Source →
☆ ☆ ☆ ☆
How to change the world…

We seem to be faced with a world dominated by epic challenges which we (the most intelligent species ever to walk the planet) are both inflicting upon ourselves and are victimised by at the same time. Mass extinction, poverty, inequality, climate change, the rise of narrow minded populism that breeds hate and division.

Is change possible, without disaster, crisis, or violent revolution? Can we ever release the energy of what William James called ‘the moral equivalent of war’?It seems to me, as often pondered about on this blog, that we are desperate for a new narrative.

A narrative of hope- one that connects our intellect to our sense of decency. (A place that used to be taken in our culture by faith)

An economic narrative that no longer makes people subordinate to profit, or the life of the planet subordinate to ‘economic growth’.

A political narrative that rejects nationalism, borders, me-firstism, empire building/empire nostalagising. One that is prepared to engage with new ideas, no just defend old ones.

A life-style narrative that rejects the pursuit of stuff to fill the vacuum left by emptiness and pointlessness.
☆ ☆ ☆ ☆
[Named-object pointing records]
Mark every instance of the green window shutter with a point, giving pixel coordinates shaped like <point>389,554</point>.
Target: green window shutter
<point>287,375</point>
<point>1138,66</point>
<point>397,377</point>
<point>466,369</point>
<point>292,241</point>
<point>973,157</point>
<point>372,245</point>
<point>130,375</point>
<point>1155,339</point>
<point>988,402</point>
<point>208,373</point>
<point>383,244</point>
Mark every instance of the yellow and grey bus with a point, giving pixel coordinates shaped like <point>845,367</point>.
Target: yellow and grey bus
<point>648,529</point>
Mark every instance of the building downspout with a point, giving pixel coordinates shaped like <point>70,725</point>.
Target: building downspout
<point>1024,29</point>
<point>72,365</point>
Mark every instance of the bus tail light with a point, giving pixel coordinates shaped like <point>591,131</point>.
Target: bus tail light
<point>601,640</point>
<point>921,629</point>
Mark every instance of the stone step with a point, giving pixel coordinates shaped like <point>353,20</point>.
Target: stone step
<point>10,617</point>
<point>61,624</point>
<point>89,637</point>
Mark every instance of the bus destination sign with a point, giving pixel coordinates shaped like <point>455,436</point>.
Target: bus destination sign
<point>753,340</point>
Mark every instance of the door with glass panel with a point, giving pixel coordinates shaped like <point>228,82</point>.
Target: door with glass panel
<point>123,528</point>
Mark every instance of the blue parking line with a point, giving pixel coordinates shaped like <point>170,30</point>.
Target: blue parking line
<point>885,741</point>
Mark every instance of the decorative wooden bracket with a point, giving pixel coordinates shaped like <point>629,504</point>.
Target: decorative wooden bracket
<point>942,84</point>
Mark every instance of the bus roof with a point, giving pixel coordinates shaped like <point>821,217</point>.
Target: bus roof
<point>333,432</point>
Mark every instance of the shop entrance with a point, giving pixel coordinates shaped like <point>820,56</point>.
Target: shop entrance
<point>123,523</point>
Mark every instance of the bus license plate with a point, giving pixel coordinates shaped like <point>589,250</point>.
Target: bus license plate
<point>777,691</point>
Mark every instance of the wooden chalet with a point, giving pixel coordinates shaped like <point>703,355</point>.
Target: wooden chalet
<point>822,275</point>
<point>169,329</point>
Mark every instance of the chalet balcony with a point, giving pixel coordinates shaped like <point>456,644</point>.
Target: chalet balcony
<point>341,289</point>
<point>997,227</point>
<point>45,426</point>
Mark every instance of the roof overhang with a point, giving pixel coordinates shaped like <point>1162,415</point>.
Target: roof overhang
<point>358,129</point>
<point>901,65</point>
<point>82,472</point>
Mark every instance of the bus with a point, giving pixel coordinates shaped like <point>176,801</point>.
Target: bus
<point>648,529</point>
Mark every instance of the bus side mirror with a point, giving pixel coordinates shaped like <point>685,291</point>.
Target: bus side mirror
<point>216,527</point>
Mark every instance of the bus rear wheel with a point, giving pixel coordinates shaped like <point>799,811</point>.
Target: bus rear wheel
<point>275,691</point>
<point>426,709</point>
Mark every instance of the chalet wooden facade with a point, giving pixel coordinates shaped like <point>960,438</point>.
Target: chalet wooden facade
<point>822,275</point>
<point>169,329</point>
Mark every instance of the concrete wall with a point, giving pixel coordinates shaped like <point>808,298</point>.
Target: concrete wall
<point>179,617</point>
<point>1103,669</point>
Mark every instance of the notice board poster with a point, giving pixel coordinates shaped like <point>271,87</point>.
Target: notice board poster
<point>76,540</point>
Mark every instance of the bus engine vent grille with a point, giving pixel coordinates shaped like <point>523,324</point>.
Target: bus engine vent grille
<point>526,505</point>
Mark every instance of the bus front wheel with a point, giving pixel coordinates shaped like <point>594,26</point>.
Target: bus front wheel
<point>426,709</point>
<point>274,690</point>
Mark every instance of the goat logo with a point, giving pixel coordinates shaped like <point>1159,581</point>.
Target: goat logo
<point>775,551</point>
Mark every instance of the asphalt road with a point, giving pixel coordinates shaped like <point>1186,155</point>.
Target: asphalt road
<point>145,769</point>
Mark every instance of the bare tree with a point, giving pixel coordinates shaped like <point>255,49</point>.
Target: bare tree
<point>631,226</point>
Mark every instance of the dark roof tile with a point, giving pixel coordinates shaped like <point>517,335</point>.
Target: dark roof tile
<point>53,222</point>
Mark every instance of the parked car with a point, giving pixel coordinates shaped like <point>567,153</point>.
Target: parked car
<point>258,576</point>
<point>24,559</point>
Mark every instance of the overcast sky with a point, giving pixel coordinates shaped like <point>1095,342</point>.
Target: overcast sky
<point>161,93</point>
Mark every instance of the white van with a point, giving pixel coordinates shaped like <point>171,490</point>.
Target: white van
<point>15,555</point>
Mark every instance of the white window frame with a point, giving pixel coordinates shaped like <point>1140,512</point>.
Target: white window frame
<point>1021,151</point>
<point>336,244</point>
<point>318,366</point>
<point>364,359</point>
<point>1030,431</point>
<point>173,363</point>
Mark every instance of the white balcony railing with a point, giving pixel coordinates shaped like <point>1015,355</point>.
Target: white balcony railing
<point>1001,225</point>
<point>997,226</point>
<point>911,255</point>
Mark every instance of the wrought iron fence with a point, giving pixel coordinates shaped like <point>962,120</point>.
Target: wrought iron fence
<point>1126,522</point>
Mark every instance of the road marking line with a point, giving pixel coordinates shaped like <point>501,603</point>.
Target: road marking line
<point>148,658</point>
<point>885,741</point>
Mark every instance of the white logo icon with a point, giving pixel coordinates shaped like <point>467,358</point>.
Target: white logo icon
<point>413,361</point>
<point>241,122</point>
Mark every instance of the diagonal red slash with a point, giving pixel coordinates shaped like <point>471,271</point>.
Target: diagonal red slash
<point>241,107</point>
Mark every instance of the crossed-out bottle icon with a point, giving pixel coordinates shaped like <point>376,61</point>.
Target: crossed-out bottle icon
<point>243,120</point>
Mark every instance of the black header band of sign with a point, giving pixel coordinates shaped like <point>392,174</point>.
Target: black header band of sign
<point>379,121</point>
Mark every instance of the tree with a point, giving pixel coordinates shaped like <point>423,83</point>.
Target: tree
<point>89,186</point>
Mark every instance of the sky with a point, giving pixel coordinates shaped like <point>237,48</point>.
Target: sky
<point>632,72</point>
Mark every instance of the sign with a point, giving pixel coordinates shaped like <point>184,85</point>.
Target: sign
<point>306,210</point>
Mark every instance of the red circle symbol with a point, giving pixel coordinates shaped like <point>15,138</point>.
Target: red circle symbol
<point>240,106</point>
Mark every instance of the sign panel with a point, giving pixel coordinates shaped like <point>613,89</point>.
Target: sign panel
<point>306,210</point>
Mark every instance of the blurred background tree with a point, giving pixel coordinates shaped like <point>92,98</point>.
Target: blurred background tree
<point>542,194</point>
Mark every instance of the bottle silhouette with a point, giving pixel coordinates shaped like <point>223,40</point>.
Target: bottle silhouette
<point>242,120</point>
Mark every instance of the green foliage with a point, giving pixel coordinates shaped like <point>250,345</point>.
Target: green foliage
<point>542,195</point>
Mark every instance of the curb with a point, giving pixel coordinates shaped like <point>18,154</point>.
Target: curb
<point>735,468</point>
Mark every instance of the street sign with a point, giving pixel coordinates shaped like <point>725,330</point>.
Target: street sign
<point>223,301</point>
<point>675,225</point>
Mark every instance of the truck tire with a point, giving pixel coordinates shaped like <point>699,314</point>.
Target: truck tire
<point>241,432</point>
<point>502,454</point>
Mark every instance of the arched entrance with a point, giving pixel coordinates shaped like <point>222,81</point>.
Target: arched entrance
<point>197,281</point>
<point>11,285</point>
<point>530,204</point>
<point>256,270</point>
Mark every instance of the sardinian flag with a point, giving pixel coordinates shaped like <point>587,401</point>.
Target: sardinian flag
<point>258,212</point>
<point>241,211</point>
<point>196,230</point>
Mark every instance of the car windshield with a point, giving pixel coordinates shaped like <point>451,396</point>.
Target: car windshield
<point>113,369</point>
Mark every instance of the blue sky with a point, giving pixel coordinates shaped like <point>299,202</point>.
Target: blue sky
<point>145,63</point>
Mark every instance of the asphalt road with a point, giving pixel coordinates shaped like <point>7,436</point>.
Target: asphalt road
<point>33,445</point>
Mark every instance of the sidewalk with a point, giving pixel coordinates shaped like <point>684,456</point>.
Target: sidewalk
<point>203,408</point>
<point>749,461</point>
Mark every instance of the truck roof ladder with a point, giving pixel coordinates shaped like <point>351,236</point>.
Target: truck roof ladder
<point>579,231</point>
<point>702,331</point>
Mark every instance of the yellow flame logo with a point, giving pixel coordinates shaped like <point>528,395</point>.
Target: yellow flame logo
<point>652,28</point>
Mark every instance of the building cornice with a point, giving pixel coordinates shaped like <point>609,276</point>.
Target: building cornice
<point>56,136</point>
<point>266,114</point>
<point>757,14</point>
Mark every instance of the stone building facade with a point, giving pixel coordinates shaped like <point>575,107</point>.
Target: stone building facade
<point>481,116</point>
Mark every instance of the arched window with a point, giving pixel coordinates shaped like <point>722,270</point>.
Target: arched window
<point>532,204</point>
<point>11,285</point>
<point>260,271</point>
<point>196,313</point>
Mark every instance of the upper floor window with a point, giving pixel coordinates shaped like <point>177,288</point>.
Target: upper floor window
☆ ☆ ☆ ☆
What you will do →
a - Say whether each statement agrees with the essay on changing the world, answering yes or no and quoting the words of the essay that decide it. (i) The essay says the place of a narrative of hope used to be taken in our culture by faith. (ii) The essay attributes the phrase "the moral equivalent of war" to William James. (iii) The essay calls for a political narrative that embraces nationalism.
b - Repeat the lines of the records starting at the line that has "Mark every instance of the bus side" and stopping after the line that has "<point>216,527</point>".
The essay and the records are separate, unrelated material.

Solutions per task →
a -
(i) Yes: "(A place that used to be taken in our culture by faith)"
(ii) Yes: "what William James called ‘the moral equivalent of war’"
(iii) No: "A political narrative that rejects nationalism, borders, me-firstism, empire building/empire nostalagising."

b -
Mark every instance of the bus side mirror with a point, giving pixel coordinates shaped like <point>685,291</point>.
Target: bus side mirror
<point>216,527</point>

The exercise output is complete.